(Passage for review Opens)
The impact of decreased barrier function and immunosenescence would be expected to lead to an increase in circulating microbes in old, when compared with young. Although circulating levels of bacterial DNA have yet to be reported in older adults, plasma levels of lipopolysaccharide (LPS), which is found in the outer membrane of gram-negative bacteria, and levels of the receptors that bind to LPS (TLR4) and to bacterial flagellin (TLR5), are elevated in older adults, when compared with young. In line with this, the incidence of bloodstream infections with LPS-containing Escherichia coli is increased by more than 10-fold in adults older than 74, when compared with subjects younger than 50 years. Similarly, the incidence of bloodstream infections with gram-positive bacteria is elevated by more than 8-17 fold in older adults.
(Passage for review Closes)
> **Required tasks**:
**a)** According to the passage on microbes in aging, by how much is the incidence of bloodstream infections with Escherichia coli increased in adults older than 74 compared with subjects younger than 50?
**b)** From the passage on microbes in aging, print the text between "The impact of" and "in older adults.", inclusive.
**c)** Give what follows the final sentence of the passage on microbes in aging.
(Entries supplied Opens)
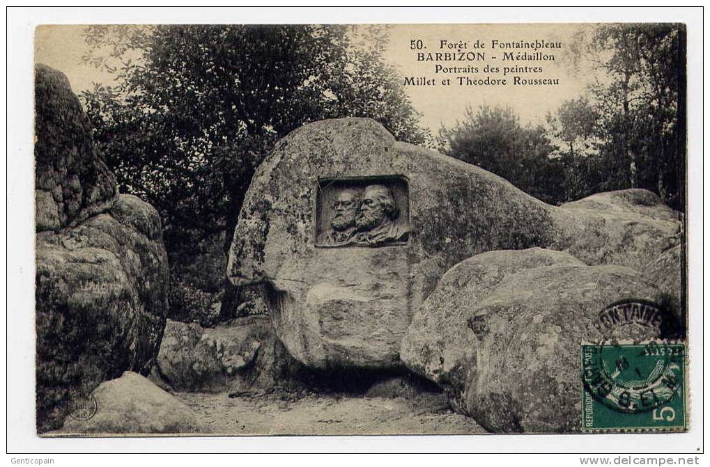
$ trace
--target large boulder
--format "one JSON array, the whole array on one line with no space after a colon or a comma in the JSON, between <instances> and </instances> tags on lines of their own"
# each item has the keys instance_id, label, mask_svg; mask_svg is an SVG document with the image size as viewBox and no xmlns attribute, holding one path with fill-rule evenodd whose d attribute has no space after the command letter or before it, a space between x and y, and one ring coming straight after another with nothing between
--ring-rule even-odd
<instances>
[{"instance_id":1,"label":"large boulder","mask_svg":"<svg viewBox=\"0 0 710 467\"><path fill-rule=\"evenodd\" d=\"M288 386L301 368L263 316L208 329L168 320L156 359L160 376L175 390L268 390Z\"/></svg>"},{"instance_id":2,"label":"large boulder","mask_svg":"<svg viewBox=\"0 0 710 467\"><path fill-rule=\"evenodd\" d=\"M97 154L89 119L67 77L35 67L35 224L38 231L74 226L108 211L116 179Z\"/></svg>"},{"instance_id":3,"label":"large boulder","mask_svg":"<svg viewBox=\"0 0 710 467\"><path fill-rule=\"evenodd\" d=\"M402 358L489 431L579 431L581 343L667 336L669 315L611 333L600 325L611 304L659 294L623 266L542 248L486 253L442 278L414 317Z\"/></svg>"},{"instance_id":4,"label":"large boulder","mask_svg":"<svg viewBox=\"0 0 710 467\"><path fill-rule=\"evenodd\" d=\"M36 79L38 186L52 180L63 193L53 198L61 201L58 223L43 226L39 205L36 216L37 427L45 432L60 425L72 393L150 370L165 326L168 268L157 211L112 194L113 175L66 78L39 67ZM64 127L70 139L62 139ZM106 184L113 188L100 187ZM68 186L79 187L62 191Z\"/></svg>"},{"instance_id":5,"label":"large boulder","mask_svg":"<svg viewBox=\"0 0 710 467\"><path fill-rule=\"evenodd\" d=\"M678 222L672 212L647 215L658 207L644 197L653 195L633 192L594 208L552 207L480 167L397 142L373 120L319 121L282 139L257 170L227 275L238 287L266 284L276 334L306 365L396 367L414 312L466 258L539 246L587 264L646 264ZM358 197L379 200L386 229L371 226L370 211L356 231L347 227ZM337 227L338 213L346 221Z\"/></svg>"},{"instance_id":6,"label":"large boulder","mask_svg":"<svg viewBox=\"0 0 710 467\"><path fill-rule=\"evenodd\" d=\"M85 397L85 396L84 396ZM195 412L148 378L126 371L85 397L53 434L185 434L205 431Z\"/></svg>"}]
</instances>

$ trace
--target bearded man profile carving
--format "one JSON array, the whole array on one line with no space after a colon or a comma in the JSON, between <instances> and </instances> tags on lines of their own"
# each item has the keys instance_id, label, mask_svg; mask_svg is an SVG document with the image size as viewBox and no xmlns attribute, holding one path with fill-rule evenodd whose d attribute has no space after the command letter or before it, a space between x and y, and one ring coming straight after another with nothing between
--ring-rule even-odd
<instances>
[{"instance_id":1,"label":"bearded man profile carving","mask_svg":"<svg viewBox=\"0 0 710 467\"><path fill-rule=\"evenodd\" d=\"M354 243L355 218L360 205L357 190L344 189L338 193L333 202L333 219L330 221L332 230L328 234L327 241L334 245L348 245Z\"/></svg>"},{"instance_id":2,"label":"bearded man profile carving","mask_svg":"<svg viewBox=\"0 0 710 467\"><path fill-rule=\"evenodd\" d=\"M327 241L334 246L383 246L405 242L411 229L399 219L392 191L384 185L371 185L361 194L348 188L338 193Z\"/></svg>"}]
</instances>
(Entries supplied Closes)
> **Responses to the tasks**:
**a)** By more than 10-fold.

**b)**
The impact of decreased barrier function and immunosenescence would be expected to lead to an increase in circulating microbes in old, when compared with young. Although circulating levels of bacterial DNA have yet to be reported in older adults, plasma levels of lipopolysaccharide (LPS), which is found in the outer membrane of gram-negative bacteria, and levels of the receptors that bind to LPS (TLR4) and to bacterial flagellin (TLR5), are elevated in older adults, when compared with young. In line with this, the incidence of bloodstream infections with LPS-containing Escherichia coli is increased by more than 10-fold in adults older than 74, when compared with subjects younger than 50 years. Similarly, the incidence of bloodstream infections with gram-positive bacteria is elevated by more than 8-17 fold in older adults.

**c)**
What are the consequences of an age-related increase in microbial burden? Microbes and/or microbial products are causatively involved in multiple theories of aging, including insulin resistance, oxidative stress, inflammation, and telomere shortening. In support of this, LPS injection into young, healthy subjects causes insulin resistance. Oxidative stress is increased in response to the binding of LPS and bacterial flagellin to their respective receptors. Levels of the pro-inflammatory cytokines IL-6 and TNF-α are increased when LPS binds to TLR4. Telomere shortening occurs at a faster rate in the presence of cytomegalovirus (CMV) infection. Interestingly, the prevalence of CMV infection increases from ~20% in adults younger than 50 years, to ~40% in 50-70 year olds, to 100% in adults older than 70. Collectively, these data support a causative role for microbial burden on mechanisms that have been commonly hypothesized to drive the aging process. Microbial burden is also involved in mechanisms related to age-related disease, including cardiovascular disease (CVD), Alzheimer's disease, cancer, stroke, and diabetes. In support of this, approximately 10-fold more circulating bacterial DNA is found in CVD patients, when compared with healthy controls.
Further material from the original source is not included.